◆ Directives
[1] In the blog post about Studio 60, why does Danny change his phone number?
[2] Write the next part of the blog post about Studio 60, picking up after its last sentence.

◆ Page excerpt
↓↓↓

(no subject)
Jan. 21st, 2007 10:57 pmDear Studio 60,
Danny doesn't strike me as 13 years old or someone who routinely engages in sexual harrassment. Please cease and desist.
On the other hand, Jack is much cooler. I approve.
Danny doesn't strike me as 13 years old or someone who routinely engages in sexual harrassment. Please cease and desist.
On the other hand, Jack is much cooler. I approve.
Huh?
Date: 2007-01-22 11:40 am (UTC)Re: Huh?
Date: 2007-01-22 12:20 pm (UTC)Anyway. The episode after the break starts with him calling her more or less every couple of days when she's on Christmas vacation; he asks her out a bunch of times, she says no. He changes his number at one point because he figures "[she's] blocked [his] number by now" and she agrees.
LATER in the episode, someone offhandedly mentions letters of recommendation for university, and he gets the "brilliant" idea to send her multiple letters of recommendation about him from everyone who knows him.
Keep in mind that Danny's actor is closing in on 50, here. So solidly in the YOU SHOULD KNOW BETTER category.

↑↑↑

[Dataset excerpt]

↓↓↓

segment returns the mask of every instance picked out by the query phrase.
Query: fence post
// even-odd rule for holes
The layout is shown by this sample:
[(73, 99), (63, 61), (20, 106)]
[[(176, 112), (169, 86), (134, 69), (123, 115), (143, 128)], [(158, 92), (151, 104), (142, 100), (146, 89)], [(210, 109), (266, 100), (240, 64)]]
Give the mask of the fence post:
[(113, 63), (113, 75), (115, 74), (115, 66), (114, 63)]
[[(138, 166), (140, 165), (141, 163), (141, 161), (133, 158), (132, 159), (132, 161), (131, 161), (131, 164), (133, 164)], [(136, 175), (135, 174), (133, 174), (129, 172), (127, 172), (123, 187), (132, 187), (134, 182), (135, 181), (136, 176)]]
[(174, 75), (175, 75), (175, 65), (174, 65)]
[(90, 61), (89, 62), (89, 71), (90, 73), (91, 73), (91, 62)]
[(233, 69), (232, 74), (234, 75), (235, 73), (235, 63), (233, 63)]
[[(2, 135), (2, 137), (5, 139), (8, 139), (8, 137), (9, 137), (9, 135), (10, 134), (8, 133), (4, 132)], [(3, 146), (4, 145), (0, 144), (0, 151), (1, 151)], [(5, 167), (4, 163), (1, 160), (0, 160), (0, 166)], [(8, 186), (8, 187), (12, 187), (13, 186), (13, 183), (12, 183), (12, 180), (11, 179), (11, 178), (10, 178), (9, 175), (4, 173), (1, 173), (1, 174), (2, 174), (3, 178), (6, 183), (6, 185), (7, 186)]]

↑↑↑

◆ Answers by task
[1] He figures she has blocked his number by now.

[2]
1) This is the adult equivalent of "DO YOU LIKE ME, CHECK YES [] OR NO []"
2) She's already said NO, goddamnit, at least three times ALREADY
3) He outright told her that he will not stop pursuing her despite the no - which goes WAY beyond just creepy if you think about the implications down the road.
4) For this reason, if she winds up saying 'yes' eventually, I will be fucking ENRAGED.
Re: Huh?
Date: 2007-01-22 05:14 pm (UTC)Also-alex..I think it's time we took our friendship to the next level.
I think we should add each other on MSN
Re: Huh?
Date: 2007-01-23 04:45 am (UTC)Re: Huh?
Date: 2007-01-22 05:45 pm (UTC)That happened to me in grade 6. This girl kept bothering me about being her boyfriend. She would often buy me small presents in an effort to win me over. I liked her as a friend and, being young and dumb about relationships, I had no idea how to communicate to her that I wanted her to leave me alone. Then one day I was given something by her through a mutual friend. I was so frustrated and confused about how to handle the situation that I had a small fit of hysteria exclaiming, "I lover her! Yes, I do, I love her, there... I'll be her boyfriend! Ok?! I love her! Ok?!"
Fortunately, when this got back to the girl that liked me I think she became just as confused and I no longer had to put up with her courting.
* * * * * *
Of course, as you say, the guy in Studio 60 is about 50. So it is a tad creepier. I've never watched the show, and I don't think I'm missing anything.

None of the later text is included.